WHAT IS NEEDED:
Images are to be excluded from the copy, and the records below reproduced word for word.

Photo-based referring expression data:
[Start of section]

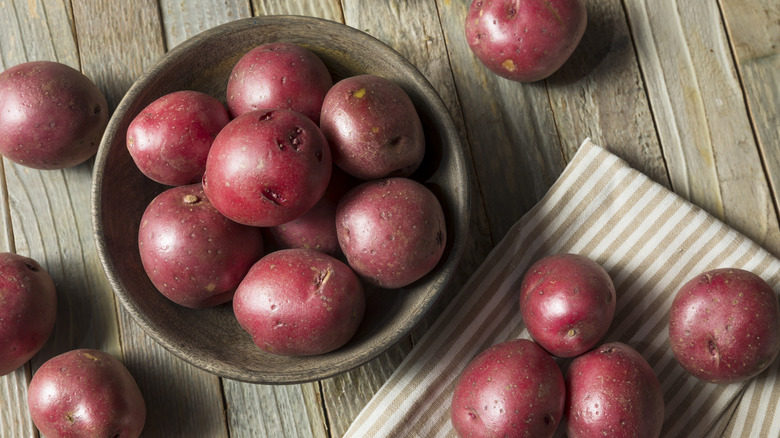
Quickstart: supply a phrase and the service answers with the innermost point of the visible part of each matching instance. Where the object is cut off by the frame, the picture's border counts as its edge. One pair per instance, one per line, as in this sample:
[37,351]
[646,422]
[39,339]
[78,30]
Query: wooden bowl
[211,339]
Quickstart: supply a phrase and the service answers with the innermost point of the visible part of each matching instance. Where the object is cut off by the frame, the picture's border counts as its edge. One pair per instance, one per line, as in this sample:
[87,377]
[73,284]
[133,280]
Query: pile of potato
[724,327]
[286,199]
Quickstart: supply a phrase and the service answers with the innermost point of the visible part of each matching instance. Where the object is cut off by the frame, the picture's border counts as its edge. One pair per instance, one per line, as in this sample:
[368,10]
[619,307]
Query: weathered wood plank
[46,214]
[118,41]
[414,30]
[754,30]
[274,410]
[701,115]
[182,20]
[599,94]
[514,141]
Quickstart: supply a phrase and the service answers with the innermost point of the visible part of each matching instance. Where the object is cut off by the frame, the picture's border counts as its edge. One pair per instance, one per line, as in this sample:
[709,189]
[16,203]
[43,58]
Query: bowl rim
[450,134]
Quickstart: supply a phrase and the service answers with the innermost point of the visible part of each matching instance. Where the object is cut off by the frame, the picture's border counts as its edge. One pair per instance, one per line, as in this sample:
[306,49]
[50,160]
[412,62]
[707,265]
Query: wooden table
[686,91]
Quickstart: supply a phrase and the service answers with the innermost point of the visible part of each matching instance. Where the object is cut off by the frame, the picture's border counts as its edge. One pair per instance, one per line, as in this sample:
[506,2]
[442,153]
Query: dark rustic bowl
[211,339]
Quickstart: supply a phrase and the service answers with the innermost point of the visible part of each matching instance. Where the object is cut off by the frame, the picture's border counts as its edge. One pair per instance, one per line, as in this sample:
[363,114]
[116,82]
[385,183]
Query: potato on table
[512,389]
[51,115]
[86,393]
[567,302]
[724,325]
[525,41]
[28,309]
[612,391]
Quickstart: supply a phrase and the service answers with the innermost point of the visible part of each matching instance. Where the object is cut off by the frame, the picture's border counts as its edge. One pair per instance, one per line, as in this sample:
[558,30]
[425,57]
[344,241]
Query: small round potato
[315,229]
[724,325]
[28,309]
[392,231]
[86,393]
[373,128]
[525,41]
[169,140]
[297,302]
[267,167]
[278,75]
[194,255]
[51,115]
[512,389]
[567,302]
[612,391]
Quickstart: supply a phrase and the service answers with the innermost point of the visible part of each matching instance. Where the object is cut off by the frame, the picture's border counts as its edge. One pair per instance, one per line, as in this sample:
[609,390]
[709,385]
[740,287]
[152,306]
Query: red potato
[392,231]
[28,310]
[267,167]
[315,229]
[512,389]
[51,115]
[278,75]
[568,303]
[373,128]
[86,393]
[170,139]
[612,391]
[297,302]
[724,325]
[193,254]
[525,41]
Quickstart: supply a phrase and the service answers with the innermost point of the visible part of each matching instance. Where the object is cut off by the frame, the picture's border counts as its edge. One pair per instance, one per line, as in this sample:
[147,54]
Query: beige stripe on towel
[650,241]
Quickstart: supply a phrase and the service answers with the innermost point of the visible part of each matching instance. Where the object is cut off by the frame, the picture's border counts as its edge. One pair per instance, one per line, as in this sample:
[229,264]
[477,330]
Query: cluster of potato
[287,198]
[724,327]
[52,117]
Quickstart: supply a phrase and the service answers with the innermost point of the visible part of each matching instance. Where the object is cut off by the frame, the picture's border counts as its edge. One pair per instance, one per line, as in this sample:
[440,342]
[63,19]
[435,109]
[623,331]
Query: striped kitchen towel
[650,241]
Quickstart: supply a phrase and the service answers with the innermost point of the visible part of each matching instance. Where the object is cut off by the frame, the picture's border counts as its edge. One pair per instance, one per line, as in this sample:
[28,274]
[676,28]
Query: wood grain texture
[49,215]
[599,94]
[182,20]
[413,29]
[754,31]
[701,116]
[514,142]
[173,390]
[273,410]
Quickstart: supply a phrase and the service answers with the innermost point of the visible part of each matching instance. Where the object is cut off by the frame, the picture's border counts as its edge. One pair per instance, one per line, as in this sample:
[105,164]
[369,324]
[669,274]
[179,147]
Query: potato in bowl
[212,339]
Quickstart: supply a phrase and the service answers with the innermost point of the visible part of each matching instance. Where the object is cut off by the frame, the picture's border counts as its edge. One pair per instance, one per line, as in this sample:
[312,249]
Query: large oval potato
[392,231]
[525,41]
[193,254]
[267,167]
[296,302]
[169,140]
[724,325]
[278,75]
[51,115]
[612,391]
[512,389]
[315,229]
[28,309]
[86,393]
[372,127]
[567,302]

[End of section]

TASK OUTPUT:
Quickstart: supply a phrase and the service answers with the innermost point of the visible part of each matching instance. Where the object is cut off by the frame, the picture's border counts as its edge. One pair per instance, one per line, as in this sample:
[37,351]
[646,422]
[39,339]
[78,30]
Query: wooden bowl
[211,339]
Quickstart: supply a phrase and the service answers with the innermost point of the visible part of each matching instance. Where the object is cut off by the frame, the picture's border counts as its edge. One pair per instance, one per line, as in this sample:
[87,377]
[73,284]
[133,280]
Query: pile of potato
[724,327]
[286,199]
Quickstart: supply a phrase and the service answers with the innermost point of the visible part of each matching instance. Where the object is cut off by the frame, the picture's border counts as its edge. One pair per instance, one per line, as in this sample:
[368,10]
[619,307]
Query: weathered wood plank
[46,214]
[118,41]
[414,30]
[754,30]
[274,410]
[701,115]
[182,20]
[599,94]
[514,141]
Quickstart: supply a phrase and the service answers with the innermost point of the visible part of each matching instance. Where the object is cut off by the frame, the picture's border counts as its edge. One pair per instance, one per line, as in this sample:
[709,189]
[16,203]
[43,58]
Query: bowl rim
[450,134]
Quickstart: supply a phrase and the service answers with the innermost point of the visible part of each matching instance. Where the object is cut off by the frame, the picture's border counts as its edge. One pair per instance, one per line, as in this sample:
[306,49]
[50,160]
[412,62]
[707,265]
Query: wooden table
[686,91]
Quickstart: supply a phrase and the service answers with the innermost point of the visible part of each matching instance. Where the object is cut off by the frame, the picture's border counts as its edge. One pair per instance, one per line, as in this sample:
[506,2]
[442,153]
Query: dark rustic bowl
[211,339]
Quickstart: supply a phrase and the service answers with the innermost point of the visible part of each matching instance. Where the object is cut off by the frame, the picture's border counts as its edge. One pair per instance, one per line, as in this sample:
[363,114]
[116,82]
[385,183]
Query: potato on table
[512,389]
[51,115]
[86,393]
[567,302]
[724,325]
[525,41]
[28,309]
[612,391]
Quickstart: supply a phrase and the service answers with the innermost point of the visible part of each matching instance. Where the object is cut off by the frame, the picture's border counts as its edge. One pair per instance, one per line, as in this sample:
[558,30]
[425,57]
[344,241]
Query: small round potato
[315,229]
[724,325]
[28,309]
[392,231]
[86,393]
[373,128]
[525,41]
[169,140]
[297,302]
[267,167]
[278,75]
[194,255]
[51,115]
[512,389]
[567,302]
[612,391]
Quickstart: supply a phrase and the service answers with the innermost point of the visible part of each matching instance. Where the object is cut off by the frame, the picture's border counts as its edge. One pair per instance, one per line, as in this sample:
[609,390]
[709,385]
[740,287]
[152,306]
Query: red potato
[392,231]
[28,310]
[267,167]
[315,229]
[512,389]
[51,115]
[278,75]
[568,303]
[373,128]
[86,393]
[170,139]
[612,391]
[297,302]
[724,325]
[193,254]
[525,41]
Quickstart: supply a phrase and the service answers with the innermost point of the visible part of each matching instance. Where the object is cut off by the frame, the picture's border counts as its edge. One pair per instance, one per line, as in this sample:
[147,54]
Query: beige stripe on towel
[650,241]
Quickstart: supply a phrase and the service answers with the innermost point of the visible part of each matching instance. Where the object is cut off by the frame, the picture's border counts as its edge. One pair per instance, one per line, as in this sample:
[229,264]
[477,330]
Query: cluster of potato
[287,198]
[724,327]
[52,117]
Quickstart: supply a phrase and the service answers with the innermost point of the visible part of each matching instance. Where the object is cut off by the frame, the picture's border counts as its edge. One pair per instance, one per line, as in this sample:
[440,342]
[63,19]
[435,109]
[623,331]
Query: striped kitchen towel
[650,241]
Quickstart: supply a phrase and the service answers with the innermost point of the visible part of each matching instance. Where the object is cut off by the frame, the picture's border counts as its edge. One pair per instance, one per line, as in this sample:
[28,274]
[676,28]
Query: wood grain texture
[49,215]
[599,94]
[182,20]
[413,29]
[754,31]
[701,116]
[514,142]
[173,390]
[273,410]
Quickstart: supply a phrase and the service answers with the innermost point of the visible part of each matching instance. Where the object is cut off by the frame, the picture's border counts as its edge. One pair per instance, one per line, as in this sample:
[105,164]
[369,324]
[669,274]
[179,147]
Query: potato in bowl
[212,339]
Quickstart: supply a phrase and the service answers with the innermost point of the visible part of each matching instance. Where the object is cut off by the frame, the picture's border counts as its edge. One pair per instance, one per line, as in this sample:
[312,249]
Query: large oval potato
[392,231]
[525,41]
[193,254]
[267,167]
[296,302]
[169,140]
[724,325]
[278,75]
[51,115]
[612,391]
[512,389]
[315,229]
[28,309]
[86,393]
[372,127]
[567,302]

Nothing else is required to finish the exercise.